(Records from a collection)
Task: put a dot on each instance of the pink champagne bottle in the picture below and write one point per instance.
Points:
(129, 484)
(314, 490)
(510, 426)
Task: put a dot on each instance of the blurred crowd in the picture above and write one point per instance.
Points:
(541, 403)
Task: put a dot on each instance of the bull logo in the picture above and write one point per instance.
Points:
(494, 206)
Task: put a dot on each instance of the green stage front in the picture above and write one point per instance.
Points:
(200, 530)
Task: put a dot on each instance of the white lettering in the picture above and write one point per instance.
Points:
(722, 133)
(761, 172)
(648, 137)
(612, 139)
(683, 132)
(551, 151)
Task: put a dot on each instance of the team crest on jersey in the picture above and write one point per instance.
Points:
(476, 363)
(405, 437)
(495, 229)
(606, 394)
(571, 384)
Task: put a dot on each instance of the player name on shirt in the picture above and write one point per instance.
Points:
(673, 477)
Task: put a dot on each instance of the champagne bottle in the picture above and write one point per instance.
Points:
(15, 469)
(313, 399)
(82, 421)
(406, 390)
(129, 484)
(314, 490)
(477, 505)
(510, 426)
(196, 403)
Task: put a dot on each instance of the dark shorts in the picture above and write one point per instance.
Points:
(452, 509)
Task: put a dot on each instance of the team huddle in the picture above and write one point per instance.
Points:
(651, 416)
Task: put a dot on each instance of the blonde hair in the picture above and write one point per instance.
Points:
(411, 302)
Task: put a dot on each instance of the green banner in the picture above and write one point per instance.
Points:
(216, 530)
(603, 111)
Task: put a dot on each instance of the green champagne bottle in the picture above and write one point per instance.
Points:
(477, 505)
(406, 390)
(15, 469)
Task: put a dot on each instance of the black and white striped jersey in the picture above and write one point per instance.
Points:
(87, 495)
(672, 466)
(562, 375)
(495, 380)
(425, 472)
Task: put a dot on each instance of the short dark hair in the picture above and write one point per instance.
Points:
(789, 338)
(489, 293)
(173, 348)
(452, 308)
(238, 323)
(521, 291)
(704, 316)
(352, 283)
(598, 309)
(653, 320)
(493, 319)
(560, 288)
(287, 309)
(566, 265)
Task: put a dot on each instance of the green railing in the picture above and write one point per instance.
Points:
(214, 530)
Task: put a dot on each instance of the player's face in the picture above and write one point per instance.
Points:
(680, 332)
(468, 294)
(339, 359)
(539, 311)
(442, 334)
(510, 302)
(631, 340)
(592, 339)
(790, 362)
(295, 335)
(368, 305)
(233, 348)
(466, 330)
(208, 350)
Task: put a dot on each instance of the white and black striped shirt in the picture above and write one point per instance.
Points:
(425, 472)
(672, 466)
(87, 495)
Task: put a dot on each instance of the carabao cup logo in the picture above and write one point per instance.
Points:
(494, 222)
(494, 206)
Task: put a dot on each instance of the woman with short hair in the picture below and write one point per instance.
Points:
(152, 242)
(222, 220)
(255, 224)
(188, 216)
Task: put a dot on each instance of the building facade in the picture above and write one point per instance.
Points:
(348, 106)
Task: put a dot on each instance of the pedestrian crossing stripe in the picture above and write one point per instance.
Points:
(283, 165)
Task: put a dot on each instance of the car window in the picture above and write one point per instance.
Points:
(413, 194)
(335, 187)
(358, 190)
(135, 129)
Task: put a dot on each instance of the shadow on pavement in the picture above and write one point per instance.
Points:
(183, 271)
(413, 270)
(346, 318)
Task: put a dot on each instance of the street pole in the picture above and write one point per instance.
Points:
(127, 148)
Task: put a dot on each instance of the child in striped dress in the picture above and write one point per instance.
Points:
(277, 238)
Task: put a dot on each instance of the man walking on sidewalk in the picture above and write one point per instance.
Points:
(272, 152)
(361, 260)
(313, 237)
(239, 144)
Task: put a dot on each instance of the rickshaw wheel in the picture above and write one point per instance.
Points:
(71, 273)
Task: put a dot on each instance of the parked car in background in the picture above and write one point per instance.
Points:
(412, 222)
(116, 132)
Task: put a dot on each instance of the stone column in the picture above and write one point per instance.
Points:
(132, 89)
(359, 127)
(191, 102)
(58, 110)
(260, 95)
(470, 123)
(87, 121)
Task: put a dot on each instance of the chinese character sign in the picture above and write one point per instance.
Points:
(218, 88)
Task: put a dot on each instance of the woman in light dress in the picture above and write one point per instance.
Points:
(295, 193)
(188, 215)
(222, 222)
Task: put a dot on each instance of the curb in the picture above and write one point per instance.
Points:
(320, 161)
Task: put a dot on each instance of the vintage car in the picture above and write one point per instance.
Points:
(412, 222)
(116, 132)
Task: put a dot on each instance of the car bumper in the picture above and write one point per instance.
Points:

What the exercise asks ::
Transcribe all of the entries without alteration.

Response to this exercise ::
Task: put a dot on each instance of the pink champagne bottle in the picture below and write one point per instance.
Points:
(129, 484)
(314, 490)
(510, 426)
Task: put a dot on each instance of the blurred crowd in the picture above and write one point per instance.
Points:
(541, 403)
Task: put a dot on each instance of the bull logo in the picture above and write one point per instance.
Points:
(494, 206)
Task: put a dot on each instance of the green stage front in the picture above and write one point per instance.
Points:
(200, 530)
Task: put a dot on each instance of the white lettering in the picture above and write one point per instance.
Points:
(722, 133)
(761, 172)
(648, 137)
(612, 139)
(683, 132)
(551, 151)
Task: put a dot on each instance of the team crest on jersey in the picture above and write one point per instance.
Points:
(476, 363)
(405, 437)
(495, 229)
(606, 394)
(571, 384)
Task: put a dot on each instance of the player name on shirt in the picture above and write one point per instance.
Points:
(673, 477)
Task: put a dot on each instance of the champagne bottle in the picture above and write one point per instance.
Points:
(15, 469)
(313, 399)
(82, 421)
(406, 390)
(129, 484)
(314, 490)
(477, 505)
(510, 426)
(196, 403)
Task: put a dot on each instance of the dark shorts in the picture above and write one point per instance.
Points:
(452, 509)
Task: put a dot on each instance of the team huddle in the picture above and write one point per instance.
Points:
(651, 416)
Task: put a dot on each instance of the blonde hair in the picture above and write one point per instance.
Points:
(411, 302)
Task: put a dot on each instance of the green banner in the picture above and write one point per instance.
Points:
(216, 530)
(603, 111)
Task: put a dot on each instance of the green champagne bottle in the picture above and write one point per instance.
Points:
(477, 505)
(406, 390)
(15, 469)
Task: put a dot on each instance of the black and white striped jersey in the picture above and write one point per instance.
Points:
(87, 495)
(672, 466)
(562, 375)
(495, 380)
(425, 472)
Task: put a dot on each instance of the short dark hair in the picture above and write one point per instance.
Points:
(789, 338)
(489, 293)
(173, 348)
(452, 308)
(238, 323)
(521, 291)
(704, 316)
(352, 283)
(598, 309)
(653, 320)
(493, 319)
(560, 288)
(287, 309)
(566, 265)
Task: put a dot on each instance of the green railing in the picture above and write one point per instance.
Points:
(214, 530)
Task: put a dot on each instance of the player's face in the picture above and write one point per instance.
Points:
(680, 332)
(468, 294)
(339, 359)
(539, 311)
(442, 334)
(510, 302)
(631, 340)
(592, 339)
(790, 362)
(295, 335)
(368, 305)
(233, 348)
(466, 330)
(208, 350)
Task: put a dot on each instance of the white and black striped shirt in the picture above and write one point per instance.
Points:
(425, 472)
(672, 466)
(87, 495)
Task: put a dot on each instance of the carabao cup logo in the picture above and write one point per instance.
Points:
(494, 222)
(494, 206)
Task: put a dot on each instance of the woman with short hair in the picture below and write one point per instance.
Points:
(152, 242)
(222, 220)
(255, 224)
(188, 216)
Task: put a dot on each instance of the building facade in the picture above and write one point per instance.
Points:
(348, 106)
Task: put a dot on each instance of the pedestrian crossing stripe in the picture above and write one point per instance.
Points:
(283, 165)
Task: put a dot on each instance of the car window in the picture above and write one point per instance.
Points:
(413, 194)
(335, 187)
(358, 190)
(135, 129)
Task: put a dot on each instance of the shadow on pavement in the picture above and write one point per instance.
Points:
(183, 271)
(413, 270)
(346, 318)
Task: put a dot on each instance of the street pole in the picture above and write one point per instance.
Points:
(127, 148)
Task: put a dot on each instance of the child in striped dress in the picture above and write one point per instance.
Points:
(277, 238)
Task: put a dot on each instance of the man walking on sidewalk in the picture above and write one point per instance.
Points:
(272, 152)
(361, 260)
(313, 237)
(239, 144)
Task: put a dot on each instance of the rickshaw wheel in the picture above and write one point per instance.
Points:
(71, 273)
Task: put a dot on each instance of the parked car in background in the picture above and write one point per instance.
Points:
(412, 222)
(116, 132)
Task: put a dot on each instance of the stone column in the picture above and write one point per instance.
Points:
(132, 89)
(359, 127)
(191, 102)
(58, 110)
(260, 95)
(470, 123)
(87, 121)
Task: put a dot on each instance of the chinese character sign in the picture above and write one point per instance.
Points:
(218, 88)
Task: put a dot on each instance of the woman in light dress in the picture above and write one point per instance.
Points:
(295, 193)
(188, 215)
(222, 222)
Task: put a dot on each instance of the curb in the picture above and write one point per instance.
Points:
(320, 161)
Task: put a dot on each instance of the vintage car in the picture above and write one point per instance.
Points:
(412, 222)
(116, 132)
Task: put a dot on each instance of the car bumper in the picture above and write one point per instance.
Points:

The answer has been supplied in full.